━━━━━ MATERIAL FOR THE TASK

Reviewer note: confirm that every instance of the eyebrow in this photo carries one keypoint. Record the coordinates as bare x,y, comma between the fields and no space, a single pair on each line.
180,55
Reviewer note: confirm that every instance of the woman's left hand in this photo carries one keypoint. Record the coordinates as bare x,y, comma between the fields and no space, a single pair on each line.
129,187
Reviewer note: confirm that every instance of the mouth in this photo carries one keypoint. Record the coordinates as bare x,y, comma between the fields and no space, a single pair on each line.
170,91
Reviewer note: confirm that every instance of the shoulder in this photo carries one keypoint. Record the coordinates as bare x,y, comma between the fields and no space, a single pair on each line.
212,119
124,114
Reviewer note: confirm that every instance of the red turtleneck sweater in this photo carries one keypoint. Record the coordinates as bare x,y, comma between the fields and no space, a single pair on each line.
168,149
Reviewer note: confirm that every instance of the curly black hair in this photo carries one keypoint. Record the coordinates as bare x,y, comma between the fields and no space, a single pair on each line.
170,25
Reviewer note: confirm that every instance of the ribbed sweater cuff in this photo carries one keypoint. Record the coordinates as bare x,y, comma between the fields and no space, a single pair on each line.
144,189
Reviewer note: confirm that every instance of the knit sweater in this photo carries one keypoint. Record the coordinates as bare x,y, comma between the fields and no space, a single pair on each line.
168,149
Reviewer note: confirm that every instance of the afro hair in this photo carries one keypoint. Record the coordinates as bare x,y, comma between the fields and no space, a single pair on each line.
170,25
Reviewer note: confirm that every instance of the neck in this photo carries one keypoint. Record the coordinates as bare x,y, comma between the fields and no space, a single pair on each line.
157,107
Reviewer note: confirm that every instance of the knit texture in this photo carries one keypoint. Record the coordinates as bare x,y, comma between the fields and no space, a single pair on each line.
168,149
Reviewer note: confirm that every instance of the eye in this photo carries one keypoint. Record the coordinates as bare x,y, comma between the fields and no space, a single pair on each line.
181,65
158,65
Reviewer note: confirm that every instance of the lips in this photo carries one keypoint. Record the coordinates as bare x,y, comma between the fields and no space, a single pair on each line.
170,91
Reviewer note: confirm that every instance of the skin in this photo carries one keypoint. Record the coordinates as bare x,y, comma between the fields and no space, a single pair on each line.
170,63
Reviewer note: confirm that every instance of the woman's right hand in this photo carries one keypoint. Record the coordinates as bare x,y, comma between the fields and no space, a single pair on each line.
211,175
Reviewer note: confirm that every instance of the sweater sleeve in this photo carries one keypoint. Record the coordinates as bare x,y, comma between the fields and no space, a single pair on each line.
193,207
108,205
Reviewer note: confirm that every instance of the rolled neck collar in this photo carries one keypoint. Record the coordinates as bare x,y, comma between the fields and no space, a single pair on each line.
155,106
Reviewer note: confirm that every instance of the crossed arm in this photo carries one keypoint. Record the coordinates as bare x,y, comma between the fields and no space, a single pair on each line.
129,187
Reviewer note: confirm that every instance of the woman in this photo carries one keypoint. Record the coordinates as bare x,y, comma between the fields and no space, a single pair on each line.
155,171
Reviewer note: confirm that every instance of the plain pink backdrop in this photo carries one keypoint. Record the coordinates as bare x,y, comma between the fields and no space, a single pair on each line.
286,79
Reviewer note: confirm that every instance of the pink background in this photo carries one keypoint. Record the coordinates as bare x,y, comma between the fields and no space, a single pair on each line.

━━━━━━━━━━

# [HOW TO COMPLETE THIS TASK]
Your answer must be an exact transcription of all the data above.

# [YOUR SOLUTION]
Reviewer note: confirm that every instance of the eyebrow in this photo carries one keypoint. Record the coordinates as bare x,y, comma between the fields and no space, a single pair on each line.
180,55
Reviewer note: confirm that every instance of the woman's left hand in this photo carries one keypoint. Record the coordinates as bare x,y, comma between the fields and no space, a single pair on each line.
129,187
Reviewer note: confirm that every instance of the mouth in this photo carries one keypoint. Record the coordinates as bare x,y, comma between the fields and no space, a single pair on each line.
170,91
Reviewer note: confirm that every instance of the shoulder in this photo carries one keypoint. Record the coordinates as bare x,y, comma between the fields and no space, a single pair on each line.
212,119
124,114
Reviewer note: confirm that every instance of the red turtleneck sweater in this photo carries one keypoint. Record the coordinates as bare x,y, comma between the fields and no space, a single pair on each line.
168,149
Reviewer note: confirm that every instance of the curly black hair in this photo carries one keypoint. Record the coordinates as bare x,y, comma between the fields and no space, a single pair on each line.
170,25
Reviewer note: confirm that every instance of the ribbed sweater cuff in this photo carries one keypoint. Record the coordinates as bare x,y, comma between the fields and no space, a single pair on each line.
144,189
Reviewer note: confirm that every instance of the knit sweater in this photo carries one keypoint. Record the coordinates as bare x,y, comma between the fields and no space, a single pair on each line.
168,149
Reviewer note: confirm that every instance of the afro hair in this photo carries one keypoint. Record the coordinates as bare x,y, comma between the fields and no space, a single pair on each line.
170,25
Reviewer note: confirm that every instance of the neck in this photo carries one keypoint. Record the coordinates as bare x,y, comma between the fields and no space, a single pair on each line.
157,107
Reviewer note: confirm that every instance of the knit texture in this photo carries one keypoint. Record the coordinates as bare x,y, comma between the fields and no space, a single pair on each line.
168,149
Reviewer note: confirm that every instance of the eye in this photo carries one keypoint. Record the coordinates as bare x,y, comma between the fields and no space, a single pair on each line.
181,65
158,65
Reviewer note: confirm that every instance of the lips in this photo carries one keypoint. Record the coordinates as bare x,y, comma between the fields and no space, a single pair on each line.
170,91
Reviewer note: confirm that every instance of the skin in this photo carries one keypoint. Record the coordinates as bare x,y, comma between the fields and no space, a single pair on each line.
170,63
Reviewer note: confirm that every instance of the woman's right hand in this photo carries one keypoint. Record the coordinates as bare x,y, comma between the fields and no space, a single pair on each line.
211,175
Reviewer note: confirm that every instance of the sweater sleeve in this photo carries one keypoint. Record the coordinates as bare x,y, comma between the fields and no space, a single pair on each line.
193,207
108,205
Reviewer note: confirm that every instance of the rolled neck collar in this photo carries one keypoint. Record the coordinates as bare x,y, comma between the fields and no space, a single pair on each line.
155,106
Reviewer note: confirm that every instance of the crossed arm in this photo carries one keypoint. Record the coordinates as bare x,y, comma between the fields and no space, a single pair on each line.
129,187
Reviewer note: confirm that every instance of the woman in this photo carries one keypoint. Record the coordinates as bare x,y, comma between the fields and no space, a single pair on each line.
155,171
Reviewer note: confirm that every instance of the plain pink backdrop in this photo carries one keypoint. Record the coordinates as bare x,y, comma between the fields and no space, a single pair on each line.
286,79
Reviewer note: confirm that every instance of the pink background in this photo carries one keypoint. Record the coordinates as bare x,y, comma between the fields and no space, a single pair on each line.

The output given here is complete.